───── DATA SECTION
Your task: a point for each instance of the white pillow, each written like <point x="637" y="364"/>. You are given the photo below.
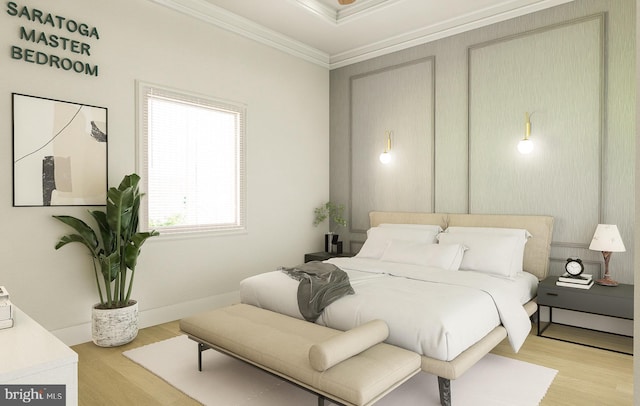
<point x="520" y="233"/>
<point x="444" y="256"/>
<point x="378" y="238"/>
<point x="489" y="252"/>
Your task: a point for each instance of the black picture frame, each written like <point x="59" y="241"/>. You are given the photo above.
<point x="59" y="152"/>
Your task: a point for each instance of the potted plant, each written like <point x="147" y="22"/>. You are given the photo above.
<point x="114" y="249"/>
<point x="334" y="212"/>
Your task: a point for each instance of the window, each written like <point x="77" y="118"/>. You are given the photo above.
<point x="191" y="160"/>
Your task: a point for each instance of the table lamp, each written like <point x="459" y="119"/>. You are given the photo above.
<point x="607" y="240"/>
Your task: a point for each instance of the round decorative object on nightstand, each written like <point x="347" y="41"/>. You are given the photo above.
<point x="574" y="267"/>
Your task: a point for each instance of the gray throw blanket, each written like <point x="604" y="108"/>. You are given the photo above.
<point x="320" y="285"/>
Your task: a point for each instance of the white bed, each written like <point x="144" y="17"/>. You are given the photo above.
<point x="391" y="291"/>
<point x="451" y="317"/>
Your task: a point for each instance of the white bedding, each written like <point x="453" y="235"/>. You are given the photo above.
<point x="434" y="312"/>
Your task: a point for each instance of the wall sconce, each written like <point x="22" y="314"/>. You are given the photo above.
<point x="525" y="145"/>
<point x="385" y="157"/>
<point x="607" y="240"/>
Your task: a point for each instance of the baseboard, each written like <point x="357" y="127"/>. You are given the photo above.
<point x="82" y="333"/>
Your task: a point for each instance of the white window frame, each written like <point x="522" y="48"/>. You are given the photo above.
<point x="144" y="92"/>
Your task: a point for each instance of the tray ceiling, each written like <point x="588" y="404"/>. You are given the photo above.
<point x="333" y="35"/>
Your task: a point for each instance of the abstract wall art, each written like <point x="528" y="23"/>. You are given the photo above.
<point x="59" y="153"/>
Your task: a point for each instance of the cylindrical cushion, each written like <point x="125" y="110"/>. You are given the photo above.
<point x="334" y="350"/>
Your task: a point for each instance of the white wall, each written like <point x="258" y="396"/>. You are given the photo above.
<point x="287" y="158"/>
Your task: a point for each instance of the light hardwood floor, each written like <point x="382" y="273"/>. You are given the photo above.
<point x="586" y="376"/>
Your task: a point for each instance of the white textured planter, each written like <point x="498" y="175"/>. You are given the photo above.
<point x="114" y="327"/>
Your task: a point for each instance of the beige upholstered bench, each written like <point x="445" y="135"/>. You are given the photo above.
<point x="351" y="368"/>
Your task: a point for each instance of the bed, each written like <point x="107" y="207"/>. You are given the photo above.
<point x="451" y="306"/>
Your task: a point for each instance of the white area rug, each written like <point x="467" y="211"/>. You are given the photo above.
<point x="224" y="381"/>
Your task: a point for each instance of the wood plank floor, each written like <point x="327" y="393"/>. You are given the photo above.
<point x="586" y="376"/>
──────────
## AIM OF THE TASK
Return each line above word for word. Skip the pictures.

## YOUR RESPONSE
Your task: a point for each instance of the white pillow, each written like <point x="637" y="364"/>. You are given the photo below.
<point x="520" y="233"/>
<point x="444" y="256"/>
<point x="378" y="238"/>
<point x="489" y="252"/>
Your task: a point for each instance of the black picture frame, each written like <point x="59" y="241"/>. You are given the photo above.
<point x="59" y="152"/>
Your task: a point for each instance of the potted plant, each written like <point x="147" y="22"/>. You are given the photo above.
<point x="114" y="249"/>
<point x="334" y="212"/>
Your task: a point for each instance of the window, each written like <point x="77" y="118"/>. You are given the photo above.
<point x="191" y="160"/>
Your task: a point for each instance of the table lamp, each written like <point x="459" y="119"/>. You are given the photo above.
<point x="607" y="240"/>
Your task: a point for each instance of the round decorative object on nightstand, each written like <point x="347" y="41"/>. You are given the photo above.
<point x="574" y="267"/>
Your task: a point for each instance of the gray throw blanket, each written like <point x="604" y="108"/>. You are given the photo above.
<point x="320" y="285"/>
Your task: a point for each instance of the white bed, each written like <point x="144" y="17"/>. You are given the photo above.
<point x="391" y="291"/>
<point x="451" y="317"/>
Your task: a point for each instance of the white bedding, each written like <point x="453" y="235"/>. You are given the photo above.
<point x="434" y="312"/>
Your task: a point for each instance of the wall sconce, each written like <point x="22" y="314"/>. You are given the photo above.
<point x="525" y="145"/>
<point x="385" y="157"/>
<point x="607" y="240"/>
Your task: a point for each instance of the baseboard, each written like <point x="357" y="127"/>. You are given the photo above.
<point x="82" y="333"/>
Your task: a point for each instance of the white window frame, each written like <point x="522" y="48"/>. You are given the photo above.
<point x="144" y="92"/>
Your task: a point for each instance of the tray ceiling, each written like <point x="588" y="404"/>. You are given the photo above.
<point x="333" y="35"/>
Your task: a point for each instance of the abstract wall art, each written like <point x="528" y="23"/>. You are given the photo above.
<point x="59" y="153"/>
Your task: a point for each instance of the cylindrical cushion, each written like <point x="125" y="110"/>. You are given the photo above.
<point x="334" y="350"/>
Your task: a point for each instance of the white wall, each written like <point x="258" y="396"/>. You are given the photo above.
<point x="287" y="158"/>
Your task: a point for each instance of the light hardwood floor, each written like <point x="382" y="273"/>. You are given the photo above.
<point x="586" y="376"/>
Your task: a point for each instance of the white textured planter, each written like <point x="498" y="175"/>. You are given the photo above.
<point x="114" y="327"/>
Your task: a point for each instance of the beige upholstered bench, each written like <point x="445" y="135"/>. You are given the photo above.
<point x="351" y="368"/>
Your task: a point for each instance of the bed, each written like <point x="107" y="207"/>. You are given the photo above.
<point x="451" y="306"/>
Your task: a point for each instance of the white area rug, each written like <point x="467" y="211"/>. You are given the photo above.
<point x="224" y="381"/>
Your task: a point for each instance of the wood plank floor, each written like <point x="327" y="393"/>. You are given the photo above.
<point x="586" y="376"/>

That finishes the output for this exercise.